## Text under study
"""

While it’s the case that elderly people have been most at risk of contracting Covid-19 and dying from it, the economic cost has been highest for teenagers and those in their 20s. It is young people, whose jobs are disproportionately concentrated in the retailing and hospitality sectors, that have been most likely to be furloughed or had their roles made redundant.
Nor is it just working young people who have suffered. The closure of schools has had a negative impact on the mental health and the educational attainment of children, especially those from less well-off households. Students have been paying full whack for university that includes all the hard work without any of the communal rite-of-passage experiences that make it fun.
All things considered, young people have been pretty good-natured about this. They have been prepared to make personal sacrifices to protect grandma and grandad even though the chances of them dying from Covid-19 were – and remain – low.
If that patience is now wearing thin, it is hardly surprising. The government promised that when grandma and grandad had been vaccinated – as they now have been – restrictions would be lifted and young people would be able to party hard for the first time in 18 months.
Now, ministers are drawing up plans for vaccine passports, which will give bouncers on the doors of clubs a new reason to deny access, as in: “Sorry, you haven’t been double jabbed so I can’t let you in.”
The message to young people is that they will have only themselves to blame for the new restrictions because take-up of vaccines is low, and that the alternative is to close clubs entirely. Actually, the alternative is a properly functioning test, trace and isolate system, but in the meantime young people make convenient scapegoats for the government’s failings.
That said, there is certainly a vaccine age divide. Jab rates are well over 90% for those aged 70 and above, but only about two-thirds of people under 30 have had at least one dose of protection.
Other countries face the same problem and are also demonstrating a willingness to get tough. There was a big take-up in people booking appointments in France after Emmanuel Macron said trains, bars and shopping malls would be off limits to unvaccinated people from August, but the move has also led to big protests.
In the US, Joe Biden has said federal employees who refuse to be vaccinated will have to subject themselves to regular coronavirus tests.

"""

(Referring expression data)
"""

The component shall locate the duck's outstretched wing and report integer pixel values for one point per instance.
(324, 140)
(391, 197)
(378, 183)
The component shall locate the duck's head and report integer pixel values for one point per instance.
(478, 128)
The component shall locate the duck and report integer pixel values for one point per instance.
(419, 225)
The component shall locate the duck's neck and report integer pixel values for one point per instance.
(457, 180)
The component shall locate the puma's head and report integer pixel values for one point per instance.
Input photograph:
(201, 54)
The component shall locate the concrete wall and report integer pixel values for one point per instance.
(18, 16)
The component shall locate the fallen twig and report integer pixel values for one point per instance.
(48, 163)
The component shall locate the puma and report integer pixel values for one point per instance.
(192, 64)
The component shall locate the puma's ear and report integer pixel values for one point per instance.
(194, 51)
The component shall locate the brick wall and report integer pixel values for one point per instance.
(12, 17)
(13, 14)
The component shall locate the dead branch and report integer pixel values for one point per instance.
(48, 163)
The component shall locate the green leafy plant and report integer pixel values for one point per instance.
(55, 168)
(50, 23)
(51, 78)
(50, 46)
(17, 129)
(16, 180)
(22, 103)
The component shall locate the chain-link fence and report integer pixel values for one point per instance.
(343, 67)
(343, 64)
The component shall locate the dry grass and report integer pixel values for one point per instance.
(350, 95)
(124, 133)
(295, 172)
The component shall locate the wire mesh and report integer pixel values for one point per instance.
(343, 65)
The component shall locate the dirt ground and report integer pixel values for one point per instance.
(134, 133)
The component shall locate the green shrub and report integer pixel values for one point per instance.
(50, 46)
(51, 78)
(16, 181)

"""

## Directions
Continue the piece on young people, Covid-19 restrictions and vaccine take-up, starting right after its last sentence.

## Answer to the problem
In all three countries – the UK, France and the US – the fear is that vaccination rates are not high enough to ensure that infection rates remain low as the nights draw in and the weather turns cold. The governments are terrified at the prospect of having to reimpose lockdowns this autumn and hence are ramping up the pressure on the unvaccinated.
Biden, though, is using carrots as well as sticks. The White House is calling on individual states to use money from his stimulus package to give $100 (£72) to every unjabbed American who comes forward to be vaccinated.
As the president accepted, this approach has its drawbacks, not least that those who have already come forward may consider it wrong that they get nothing while refuseniks get financially rewarded.
The economic case for Biden’s initiative, though, is much stronger. Incentives affect behaviour, which explains why governments use the tax system to get businesses to do things they may not otherwise do, such as invest in research and development or buy new machinery.
A $100 payment will not be enough to induce every unvaccinated American to come forward, because it is clear that many people will be unpersuaded of the benefits no matter how big the inducement. But some will be incentivised, and if the inducement persuades a sufficient number to be jabbed it will be money well spent, because the cost of the payments would be far outweighed by the dislocation caused by a fresh lockdown. Limiting the cheques to the hitherto unvaccinated causes political problems but is financially efficient because it avoids “dead weight” costs – payments to get people to do something they would have done anyway.
Something similar would be feasible in the UK at relatively low cost. There are roughly 10 million people aged between 18 and 30, of whom one-third – say 3 million – have yet to be vaccinated. A one-off payment of £100 to each of them would cost Rishi Sunak £300m – chickenfeed when set against the £300bn the state borrowed last year as result of the lockdowns. The chancellor is intent on saving £4bn by temporarily suspending the triple lock on pensions this year and could comfortably fund vaccine payments out of the savings, and make a political statement at the same time.
The government does seem to be edging in this direction, with young people to be offered discounts on taxi rides and takeaways if they come forward to be vaccinated. Direct payments would be a much stronger incentive.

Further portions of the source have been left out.